Brief:
In the data below, which lines hold "instance"? Copy every one.

Records shown:

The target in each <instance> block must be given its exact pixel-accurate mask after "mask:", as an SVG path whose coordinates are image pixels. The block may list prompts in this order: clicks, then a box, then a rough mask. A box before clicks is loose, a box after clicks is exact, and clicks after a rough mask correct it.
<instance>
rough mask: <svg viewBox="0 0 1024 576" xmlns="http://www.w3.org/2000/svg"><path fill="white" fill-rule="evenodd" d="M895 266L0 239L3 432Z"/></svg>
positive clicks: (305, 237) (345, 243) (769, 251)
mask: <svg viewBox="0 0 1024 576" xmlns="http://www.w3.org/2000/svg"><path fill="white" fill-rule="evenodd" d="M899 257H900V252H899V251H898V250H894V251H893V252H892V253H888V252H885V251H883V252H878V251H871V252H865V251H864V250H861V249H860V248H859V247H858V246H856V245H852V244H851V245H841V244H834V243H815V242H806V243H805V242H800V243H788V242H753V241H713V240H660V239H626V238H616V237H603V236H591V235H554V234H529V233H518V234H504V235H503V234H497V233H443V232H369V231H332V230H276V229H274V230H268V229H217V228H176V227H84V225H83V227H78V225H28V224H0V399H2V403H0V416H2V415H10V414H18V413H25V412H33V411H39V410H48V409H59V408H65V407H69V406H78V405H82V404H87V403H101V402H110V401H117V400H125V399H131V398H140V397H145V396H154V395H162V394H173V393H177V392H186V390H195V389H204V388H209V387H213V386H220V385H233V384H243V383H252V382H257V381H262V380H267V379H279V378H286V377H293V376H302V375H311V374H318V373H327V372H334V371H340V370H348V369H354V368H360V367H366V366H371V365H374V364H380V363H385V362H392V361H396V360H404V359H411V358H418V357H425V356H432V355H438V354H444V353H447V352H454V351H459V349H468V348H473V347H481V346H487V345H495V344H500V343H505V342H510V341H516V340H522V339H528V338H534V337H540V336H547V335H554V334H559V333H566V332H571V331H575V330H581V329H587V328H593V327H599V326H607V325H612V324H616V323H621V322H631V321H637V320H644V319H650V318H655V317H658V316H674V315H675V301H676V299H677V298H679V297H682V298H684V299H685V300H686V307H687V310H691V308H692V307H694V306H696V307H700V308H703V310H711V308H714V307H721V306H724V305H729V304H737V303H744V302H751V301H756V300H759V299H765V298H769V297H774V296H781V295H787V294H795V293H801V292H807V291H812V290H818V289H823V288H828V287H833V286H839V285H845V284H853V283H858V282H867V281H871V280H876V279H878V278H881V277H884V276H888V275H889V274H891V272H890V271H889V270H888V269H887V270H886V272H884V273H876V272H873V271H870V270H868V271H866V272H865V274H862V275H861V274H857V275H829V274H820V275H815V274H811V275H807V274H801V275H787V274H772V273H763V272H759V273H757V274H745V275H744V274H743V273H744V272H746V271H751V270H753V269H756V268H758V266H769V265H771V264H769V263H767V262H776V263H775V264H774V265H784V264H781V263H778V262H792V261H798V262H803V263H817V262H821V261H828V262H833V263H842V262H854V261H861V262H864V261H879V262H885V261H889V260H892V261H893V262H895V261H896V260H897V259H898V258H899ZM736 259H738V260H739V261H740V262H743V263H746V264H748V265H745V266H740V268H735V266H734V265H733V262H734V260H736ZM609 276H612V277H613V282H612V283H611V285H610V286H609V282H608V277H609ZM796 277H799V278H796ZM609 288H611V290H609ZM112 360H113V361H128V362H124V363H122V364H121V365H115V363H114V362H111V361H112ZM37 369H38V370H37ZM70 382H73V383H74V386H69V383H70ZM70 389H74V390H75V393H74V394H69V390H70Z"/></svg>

Solution to this exercise:
The target in each <instance> block must be given its exact pixel-accurate mask after "mask:", as an SVG path whose coordinates are image pixels. The block may list prompts in this order: clicks, then a box, then a rough mask. A box before clicks is loose, a box after clicks is exact, and clicks after a rough mask correct it.
<instance>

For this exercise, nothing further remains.